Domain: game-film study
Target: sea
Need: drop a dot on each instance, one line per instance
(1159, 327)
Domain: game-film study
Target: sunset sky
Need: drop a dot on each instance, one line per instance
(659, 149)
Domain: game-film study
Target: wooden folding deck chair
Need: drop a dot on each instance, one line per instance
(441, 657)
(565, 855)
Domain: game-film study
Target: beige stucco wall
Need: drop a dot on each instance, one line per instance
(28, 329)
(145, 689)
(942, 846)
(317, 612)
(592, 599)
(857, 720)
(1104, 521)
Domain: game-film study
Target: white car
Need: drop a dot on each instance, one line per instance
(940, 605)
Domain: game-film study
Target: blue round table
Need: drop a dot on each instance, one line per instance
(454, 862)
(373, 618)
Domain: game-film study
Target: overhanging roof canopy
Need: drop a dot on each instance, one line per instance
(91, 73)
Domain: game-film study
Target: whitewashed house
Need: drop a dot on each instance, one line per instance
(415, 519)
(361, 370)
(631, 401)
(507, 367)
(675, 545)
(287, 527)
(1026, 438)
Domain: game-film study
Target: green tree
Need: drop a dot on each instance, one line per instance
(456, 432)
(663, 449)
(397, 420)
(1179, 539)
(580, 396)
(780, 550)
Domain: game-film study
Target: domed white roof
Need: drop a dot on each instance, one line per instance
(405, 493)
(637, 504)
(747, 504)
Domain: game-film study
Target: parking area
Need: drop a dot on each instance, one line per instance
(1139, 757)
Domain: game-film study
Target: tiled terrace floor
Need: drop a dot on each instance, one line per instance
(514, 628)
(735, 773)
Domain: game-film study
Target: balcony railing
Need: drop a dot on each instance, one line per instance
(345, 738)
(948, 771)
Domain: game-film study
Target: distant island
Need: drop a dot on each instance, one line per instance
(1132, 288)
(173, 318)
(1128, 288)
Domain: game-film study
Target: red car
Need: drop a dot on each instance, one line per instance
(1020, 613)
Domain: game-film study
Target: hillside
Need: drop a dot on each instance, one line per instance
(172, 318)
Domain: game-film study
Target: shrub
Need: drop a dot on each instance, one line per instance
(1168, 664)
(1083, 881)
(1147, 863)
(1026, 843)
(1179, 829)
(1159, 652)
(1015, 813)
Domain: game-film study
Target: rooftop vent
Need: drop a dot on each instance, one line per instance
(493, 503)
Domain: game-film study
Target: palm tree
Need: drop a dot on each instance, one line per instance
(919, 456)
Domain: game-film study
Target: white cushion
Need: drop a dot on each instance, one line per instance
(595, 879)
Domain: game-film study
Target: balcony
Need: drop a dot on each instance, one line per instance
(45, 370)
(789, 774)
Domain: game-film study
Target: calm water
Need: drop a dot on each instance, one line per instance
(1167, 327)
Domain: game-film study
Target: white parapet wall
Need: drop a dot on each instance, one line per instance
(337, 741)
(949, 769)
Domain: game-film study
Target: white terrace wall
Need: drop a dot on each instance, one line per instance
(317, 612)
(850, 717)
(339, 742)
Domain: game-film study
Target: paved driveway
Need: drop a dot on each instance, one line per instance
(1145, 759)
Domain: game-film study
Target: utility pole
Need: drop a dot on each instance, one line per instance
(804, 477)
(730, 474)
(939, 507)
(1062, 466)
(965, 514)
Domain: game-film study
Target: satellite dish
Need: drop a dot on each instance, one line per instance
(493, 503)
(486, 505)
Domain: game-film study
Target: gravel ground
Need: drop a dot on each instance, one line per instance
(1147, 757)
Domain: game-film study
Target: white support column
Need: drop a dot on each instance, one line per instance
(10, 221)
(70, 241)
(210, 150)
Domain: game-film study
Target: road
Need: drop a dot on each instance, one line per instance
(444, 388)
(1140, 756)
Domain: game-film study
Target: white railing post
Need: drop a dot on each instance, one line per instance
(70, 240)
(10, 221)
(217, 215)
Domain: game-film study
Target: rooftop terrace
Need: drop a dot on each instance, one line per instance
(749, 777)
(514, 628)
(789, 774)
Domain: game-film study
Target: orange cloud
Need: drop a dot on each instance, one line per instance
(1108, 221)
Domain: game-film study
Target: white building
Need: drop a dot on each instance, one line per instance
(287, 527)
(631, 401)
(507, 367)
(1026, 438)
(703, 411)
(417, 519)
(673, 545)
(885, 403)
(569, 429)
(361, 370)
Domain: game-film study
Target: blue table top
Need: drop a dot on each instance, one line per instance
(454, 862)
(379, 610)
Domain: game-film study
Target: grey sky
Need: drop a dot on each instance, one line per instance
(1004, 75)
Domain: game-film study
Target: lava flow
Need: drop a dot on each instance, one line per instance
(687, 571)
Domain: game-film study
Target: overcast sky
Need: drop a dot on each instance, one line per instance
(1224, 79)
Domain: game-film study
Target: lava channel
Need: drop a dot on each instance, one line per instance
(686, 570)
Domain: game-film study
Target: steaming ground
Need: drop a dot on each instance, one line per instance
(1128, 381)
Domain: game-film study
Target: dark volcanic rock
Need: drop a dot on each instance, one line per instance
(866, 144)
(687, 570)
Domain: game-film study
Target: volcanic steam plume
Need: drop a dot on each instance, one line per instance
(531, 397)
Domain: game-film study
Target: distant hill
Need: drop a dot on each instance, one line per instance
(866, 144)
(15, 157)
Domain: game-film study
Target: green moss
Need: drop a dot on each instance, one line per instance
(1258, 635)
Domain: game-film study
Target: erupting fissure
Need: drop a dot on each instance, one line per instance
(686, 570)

Short exercise: Copy every one of the records above word for word, leaving each line unchanged.

Final answer:
Domain: game-film study
Target: sea
Need: drop a dot on each instance, one line per instance
(1159, 327)
Domain: game-film study
Target: sunset sky
Need: drop a dot on each instance, one line per instance
(659, 149)
Domain: game-film study
Target: wooden folding deck chair
Need: drop a dot on each instance, one line per instance
(441, 657)
(565, 855)
Domain: game-film study
Target: beige stucco wall
Need: drop a dot on each instance, one line per instance
(28, 329)
(145, 689)
(942, 846)
(317, 612)
(592, 599)
(857, 720)
(1104, 521)
Domain: game-film study
Target: white car
Need: drop a dot on each instance, one line per instance
(940, 605)
Domain: game-film study
Target: blue round table
Need: drop a dot on each instance, one line per instance
(454, 862)
(373, 618)
Domain: game-film study
Target: overhanging roof canopy
Need: drop a dot on each instance, one line per instance
(91, 73)
Domain: game-film study
Target: whitewashed house
Need: drop a dot on each instance, one line per instance
(415, 519)
(361, 370)
(631, 401)
(507, 367)
(675, 545)
(287, 527)
(1026, 438)
Domain: game-film study
Target: green tree
Need: drop a dot on each instance, one line per instance
(456, 432)
(663, 449)
(397, 420)
(1179, 539)
(580, 396)
(780, 550)
Domain: game-film study
Target: domed white roof
Need: drop a dot on each instance, one line per instance
(405, 493)
(637, 504)
(747, 504)
Domain: game-film study
Target: parking area
Need: drop a dot on each instance, one line per instance
(1139, 757)
Domain: game-film study
Target: tiled terrace floor
Need: drop a dot on each instance, one line per instance
(514, 628)
(735, 773)
Domain: game-film study
Target: balcony railing
Need: drop a dot on each instance, one line per instance
(345, 738)
(948, 771)
Domain: game-film study
Target: distant island
Need: drop a dot on each instance, one line per instance
(1132, 288)
(173, 318)
(1128, 288)
Domain: game-film study
Target: red car
Need: drop a dot on each instance, one line per instance
(1020, 613)
Domain: game-film study
Target: hillside
Need: drop a dot on each instance, one line per instance
(172, 318)
Domain: game-film study
Target: shrub
Need: drop a dot on each instance, one line per instance
(1168, 664)
(1083, 881)
(1147, 863)
(1026, 843)
(1179, 829)
(1159, 652)
(1015, 813)
Domain: game-film study
Target: rooftop vent
Need: drop a dot on each instance, one line per instance
(493, 503)
Domain: game-film study
Target: palm tree
Need: drop a dot on each instance, one line per instance
(919, 456)
Domain: game-film study
Target: white cushion
Need: drop a dot on each instance, one line per instance
(595, 879)
Domain: game-film study
Target: balcony
Need: drop a dot on each instance, one line per instance
(45, 370)
(789, 774)
Domain: game-film study
Target: calm water
Need: drop a dot on each instance, one line per instance
(1167, 327)
Domain: game-film study
Target: white parapet wall
Need: drop a dot on each instance, one line per instance
(337, 741)
(949, 769)
Domain: game-film study
Target: white terrace wall
Need: drop a dot on each instance, one line per instance
(317, 612)
(850, 717)
(339, 742)
Domain: game-film study
Target: paved driveway
Need: drop a dot on each instance, one line per instance
(1145, 759)
Domain: game-film study
Target: utility pole
Need: drop a dot on each instance, one line per instance
(804, 477)
(730, 474)
(939, 507)
(1062, 466)
(965, 514)
Domain: game-film study
Target: satellite dish
Need: drop a dot on each instance, one line per instance
(493, 503)
(486, 505)
Domain: game-film study
Target: gravel ground
Need: drop a dot on each instance, one line per instance
(1147, 757)
Domain: game-film study
Target: white support column
Need: drop a dot on each instance, one line per instance
(10, 221)
(70, 241)
(210, 150)
Domain: game-film study
Target: road
Need: drop a dot on each instance, one line per instance
(444, 388)
(1140, 756)
Domain: game-film study
Target: white railing post
Need: drop a dot on each instance, one line per instance
(70, 240)
(10, 221)
(217, 215)
Domain: game-film study
Target: rooftop terrace
Need: drop a dot on each instance, one line per instance
(749, 777)
(514, 628)
(789, 774)
Domain: game-film study
Target: orange cloud
Need: drop a dot on each instance, one line per instance
(1108, 221)
Domain: game-film study
Target: white building
Need: drop a dot on each instance, one line per instance
(287, 527)
(631, 401)
(507, 367)
(1026, 438)
(703, 411)
(417, 519)
(673, 545)
(885, 403)
(569, 429)
(361, 370)
Domain: game-film study
Target: blue table top
Need: drop a dot on each instance, one line per instance
(454, 862)
(379, 610)
Domain: game-film study
Target: grey sky
Need: drop a dot on each instance, one line per instance
(1004, 75)
Domain: game-film study
Target: lava flow
Need: drop a dot on each instance, one line per instance
(687, 571)
Domain: game-film study
Target: overcast sky
Need: drop a dot on each instance, one line per instance
(1224, 79)
Domain: game-film study
Target: lava channel
Need: drop a dot on each instance, one line per instance
(686, 570)
Domain: game-film study
Target: steaming ground
Need: drop a dot on each instance, one line per instance
(1128, 381)
Domain: game-film study
Target: dark volcanic rock
Need: drop a dot on each instance, one line per instance
(866, 144)
(687, 570)
Domain: game-film study
Target: volcanic steam plume
Need: drop a dot on each instance, one line per instance
(531, 397)
Domain: game-film study
Target: distant hill
Need: drop a dot on each instance, one line per instance
(866, 144)
(15, 157)
Domain: game-film study
Target: green moss
Need: drop a dot on each instance, one line per instance
(1258, 635)
Domain: game-film study
Target: erupting fissure
Need: drop a dot on each instance, one line per instance
(686, 570)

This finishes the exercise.